[EXTRACT PROVIDED]

I can't remember a movie in the past couple months I've been more pumped to see than Session 9. I thought Brad Anderson's follow-up to this, The Machinist (aka OMG Christian Bale is really skinny") was great, and from the hype I read on Netflix, IMDB and some "Greatest Horror Movie Lines" forum I can't remember the name of, I was convinced Session 9 was going to be even better. It wasn't. Pretty close, though.

While I was watching this movie, I started getting this feeling that the director in a way had a great horror movie before he even started shooting. I mean, he wrote a script about 5 men slowly going crazy while working in a creepy, old, and HUGE, abandoned mental institutition, without any special effects. His budget could be really low. He's working with a really small and manageable cast and crew. And he's been given access to shoot anywhere he wants in this old, scary ass building. That's about as ideal a scenario as I can think of. There's no possible way he could fuck this up. Is there? Maybe. But anyway, he doesn't.

At times, Session 9 was a nearly perfect psychological horror film, loaded with tingling atmosphere, dialogue, and visuals. Here are photos of Danvers State Asylum, where the movie was shot:



Chilling. Bleak. Damp. I could practically smell the mold as I watched. Gently paced and intelligently constructed nearly the whole way. But at times, it seemed to get a little confused as to what direction it wanted to lead the audience, especially toward the end, which was the only real disappointment. Although glacially paced at first, it was never boring. It builds as things get weirder and weirder until the slasher-movie finale, where everything's explained to be deceptively obvious.

[INFORMATION GIVEN]

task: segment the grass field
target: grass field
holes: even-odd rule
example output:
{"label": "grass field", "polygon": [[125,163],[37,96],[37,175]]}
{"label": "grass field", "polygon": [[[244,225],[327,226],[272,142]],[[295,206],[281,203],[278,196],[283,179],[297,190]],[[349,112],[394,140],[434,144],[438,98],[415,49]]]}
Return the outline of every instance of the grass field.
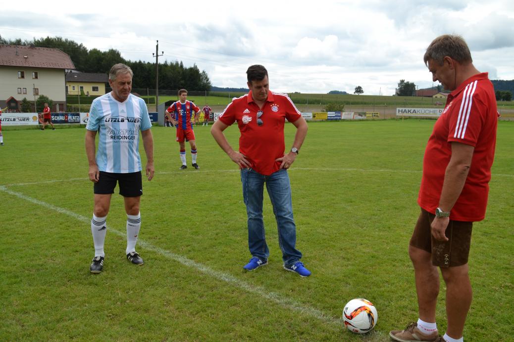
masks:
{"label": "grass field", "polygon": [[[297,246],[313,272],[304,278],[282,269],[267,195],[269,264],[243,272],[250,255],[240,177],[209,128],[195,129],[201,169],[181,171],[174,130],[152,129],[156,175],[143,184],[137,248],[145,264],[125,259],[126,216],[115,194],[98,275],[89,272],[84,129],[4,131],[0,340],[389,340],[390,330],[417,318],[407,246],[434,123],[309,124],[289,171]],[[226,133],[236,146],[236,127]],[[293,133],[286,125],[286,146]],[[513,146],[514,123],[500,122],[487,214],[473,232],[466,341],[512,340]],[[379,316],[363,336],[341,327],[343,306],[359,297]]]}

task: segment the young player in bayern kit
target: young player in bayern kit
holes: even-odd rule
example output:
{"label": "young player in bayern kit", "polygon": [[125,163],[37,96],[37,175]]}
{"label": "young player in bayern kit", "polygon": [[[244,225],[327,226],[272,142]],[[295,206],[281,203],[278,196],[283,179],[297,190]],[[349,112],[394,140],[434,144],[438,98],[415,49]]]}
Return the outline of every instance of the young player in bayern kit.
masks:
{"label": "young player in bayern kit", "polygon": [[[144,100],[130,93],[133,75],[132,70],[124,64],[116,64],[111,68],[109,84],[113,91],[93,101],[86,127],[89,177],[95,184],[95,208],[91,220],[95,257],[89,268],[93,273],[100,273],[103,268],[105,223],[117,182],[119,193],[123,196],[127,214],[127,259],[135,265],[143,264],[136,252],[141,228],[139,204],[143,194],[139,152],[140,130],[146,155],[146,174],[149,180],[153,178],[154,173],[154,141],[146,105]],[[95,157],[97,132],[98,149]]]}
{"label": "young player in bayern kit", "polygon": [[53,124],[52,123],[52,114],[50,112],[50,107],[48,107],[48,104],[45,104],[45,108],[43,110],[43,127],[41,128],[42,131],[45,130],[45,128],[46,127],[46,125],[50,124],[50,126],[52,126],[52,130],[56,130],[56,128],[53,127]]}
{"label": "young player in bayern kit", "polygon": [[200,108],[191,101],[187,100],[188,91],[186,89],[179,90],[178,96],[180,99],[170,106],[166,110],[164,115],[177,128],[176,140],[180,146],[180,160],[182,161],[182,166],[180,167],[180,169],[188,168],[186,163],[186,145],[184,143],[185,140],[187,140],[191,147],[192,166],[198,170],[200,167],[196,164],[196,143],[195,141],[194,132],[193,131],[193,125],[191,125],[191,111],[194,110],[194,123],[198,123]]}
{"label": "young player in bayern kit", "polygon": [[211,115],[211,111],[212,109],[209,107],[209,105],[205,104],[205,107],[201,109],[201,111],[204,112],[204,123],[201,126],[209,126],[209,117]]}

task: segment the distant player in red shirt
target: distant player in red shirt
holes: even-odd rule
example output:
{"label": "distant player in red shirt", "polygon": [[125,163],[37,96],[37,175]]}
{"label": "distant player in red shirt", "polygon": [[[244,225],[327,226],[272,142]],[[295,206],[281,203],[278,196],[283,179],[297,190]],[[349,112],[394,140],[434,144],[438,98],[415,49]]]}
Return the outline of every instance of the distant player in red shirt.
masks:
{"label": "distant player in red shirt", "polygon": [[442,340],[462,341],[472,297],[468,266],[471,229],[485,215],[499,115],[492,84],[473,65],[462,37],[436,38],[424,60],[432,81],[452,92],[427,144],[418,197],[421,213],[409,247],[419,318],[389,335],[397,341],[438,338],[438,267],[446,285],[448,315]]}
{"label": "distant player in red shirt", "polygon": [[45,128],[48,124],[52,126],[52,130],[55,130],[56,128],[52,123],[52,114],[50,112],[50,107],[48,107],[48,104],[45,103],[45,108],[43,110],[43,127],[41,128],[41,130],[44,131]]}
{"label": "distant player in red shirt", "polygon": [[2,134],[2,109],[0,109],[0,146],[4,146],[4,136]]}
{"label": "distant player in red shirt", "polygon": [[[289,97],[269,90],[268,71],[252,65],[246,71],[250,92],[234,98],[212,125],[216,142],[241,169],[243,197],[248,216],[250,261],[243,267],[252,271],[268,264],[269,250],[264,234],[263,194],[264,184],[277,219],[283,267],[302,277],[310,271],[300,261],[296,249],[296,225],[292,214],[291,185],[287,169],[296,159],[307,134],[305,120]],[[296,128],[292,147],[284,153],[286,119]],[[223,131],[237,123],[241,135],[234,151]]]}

[WORK REQUEST A]
Please copy the stretch of the Session 9 review from "At times, Session" through "be deceptively obvious.".
[WORK REQUEST B]
Rewrite the paragraph of the Session 9 review that opens "Chilling. Bleak. Damp." as a short list, keeping its main points.
[WORK REQUEST C]
According to the Session 9 review, where was the movie shot?
The material isn't needed for any of this.

[TASK RESULT A]
At times, Session 9 was a nearly perfect psychological horror film, loaded with tingling atmosphere, dialogue, and visuals. Here are photos of Danvers State Asylum, where the movie was shot:



Chilling. Bleak. Damp. I could practically smell the mold as I watched. Gently paced and intelligently constructed nearly the whole way. But at times, it seemed to get a little confused as to what direction it wanted to lead the audience, especially toward the end, which was the only real disappointment. Although glacially paced at first, it was never boring. It builds as things get weirder and weirder until the slasher-movie finale, where everything's explained to be deceptively obvious.

[TASK RESULT B]
- The film feels chilling, bleak and damp, and the reviewer could practically smell the mold.
- It is gently paced and intelligently constructed nearly the whole way.
- At times it seems confused about where it wants to lead the audience, especially toward the end, which was the only real disappointment.
- It starts glacially slow but is never boring.
- It builds as things get weirder, ending in a slasher-movie finale where everything is explained to be deceptively obvious.

[TASK RESULT C]
At Danvers State Asylum.